**Extract**
□ □ □ □ □ □ □

Monday, February 4, 2013

In Memoriam: Patty Andrews 1918-2013

Singer. Sang lead in 1940s girl group, The Andrews Sisters. "  "Bei Mir Bistu Shein". "Shortenin' Bread" "Boogie Woogie Bugle Boy." "Don't Sit Under the Apple Tree (With Anyone Else but Me)" "Pistol Packin' Mama" (with Bing Crosby.) "Shoo Shoo Baby". "Straighten Up and Fly Right." "Don't Fence Me In (with Bing Crosby.) "Rum and Coca-Cola". "Ac-Cent-Tchu-Ate the Positive (with--you guessed it--Bing Crosby.) "Near You." "I Can Dream, Can't I?" "Daddy"

 "There were just three girls in the family. LaVerne had a very low voice. Maxene's was kind of high, and I was between. It was like God had given us voices to fit our parts."

--1971 interview.

“When our fans used to see one of us, they’d always ask, ‘Where are your sisters?’ Every time we got an award, it was just one award for the three of us...We’re not glued together.” 

--1974 New York Times interview. By this time, Patty was a solo act. Unfortunately for her, she wasn't remotely as popular a single as she had been when part of a trio.

And so...






That's Maxine on the left, LaVerne on the right. Sorry, Patty, but whose individuality hasn't taken a beating every now and then?

 
 
 Especially when playing backup.


Now, let's look at the product these three ladies were trying to sell:

"I was listening to Benny Goodman and to all the bands...I was into the feel, so that would go into my own musical ability. I was into swing. I loved the brass section."

□ □ □ □ □ □ □

**Set problem 1**
Please count the lines of the records containing the string "clownfish", and give only the number.
The Patty Andrews tribute and the records have no connection to each other.

□ □ □ □ □ □ □

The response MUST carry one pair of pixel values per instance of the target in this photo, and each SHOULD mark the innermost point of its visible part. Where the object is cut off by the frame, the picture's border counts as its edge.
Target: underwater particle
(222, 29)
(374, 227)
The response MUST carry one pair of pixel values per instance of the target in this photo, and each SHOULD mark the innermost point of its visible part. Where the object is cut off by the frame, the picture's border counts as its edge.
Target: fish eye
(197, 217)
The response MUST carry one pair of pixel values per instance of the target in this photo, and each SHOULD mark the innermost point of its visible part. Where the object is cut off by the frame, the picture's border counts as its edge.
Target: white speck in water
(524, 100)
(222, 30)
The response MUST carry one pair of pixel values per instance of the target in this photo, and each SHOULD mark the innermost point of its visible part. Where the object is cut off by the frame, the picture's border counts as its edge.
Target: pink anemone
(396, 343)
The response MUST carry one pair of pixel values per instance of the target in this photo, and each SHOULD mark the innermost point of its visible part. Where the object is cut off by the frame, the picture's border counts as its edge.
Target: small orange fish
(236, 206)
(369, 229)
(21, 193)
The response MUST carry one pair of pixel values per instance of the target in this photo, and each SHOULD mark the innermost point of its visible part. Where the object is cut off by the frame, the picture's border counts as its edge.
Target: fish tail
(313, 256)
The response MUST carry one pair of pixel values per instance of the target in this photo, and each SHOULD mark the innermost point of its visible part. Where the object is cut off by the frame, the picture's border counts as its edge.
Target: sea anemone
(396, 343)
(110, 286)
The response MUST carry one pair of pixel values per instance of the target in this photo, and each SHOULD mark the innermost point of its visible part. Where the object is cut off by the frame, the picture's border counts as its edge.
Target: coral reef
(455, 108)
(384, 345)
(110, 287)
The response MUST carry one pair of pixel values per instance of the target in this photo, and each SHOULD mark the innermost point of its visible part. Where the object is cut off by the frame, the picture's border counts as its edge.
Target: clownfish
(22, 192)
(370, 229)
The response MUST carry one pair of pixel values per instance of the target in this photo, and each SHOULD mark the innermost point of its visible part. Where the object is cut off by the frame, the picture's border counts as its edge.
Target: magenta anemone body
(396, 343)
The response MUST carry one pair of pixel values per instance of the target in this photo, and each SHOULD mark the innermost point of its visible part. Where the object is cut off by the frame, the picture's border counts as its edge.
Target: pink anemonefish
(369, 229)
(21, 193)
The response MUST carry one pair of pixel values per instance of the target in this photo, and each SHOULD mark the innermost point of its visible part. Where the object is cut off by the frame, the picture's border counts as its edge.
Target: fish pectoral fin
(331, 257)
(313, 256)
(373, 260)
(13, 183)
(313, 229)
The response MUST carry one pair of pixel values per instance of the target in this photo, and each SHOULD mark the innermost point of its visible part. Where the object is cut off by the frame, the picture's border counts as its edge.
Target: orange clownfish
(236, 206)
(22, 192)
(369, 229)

□ □ □ □ □ □ □

**Set problem 2**
Answer these questions from the Patty Andrews tribute:
(a) Which sister had a very low voice?
(b) In what year was the New York Times interview?
(c) Which section of the bands did Patty love?

**Expected answer 1**
2

**Expected answer 2**
(a) LaVerne
(b) 1974
(c) The brass section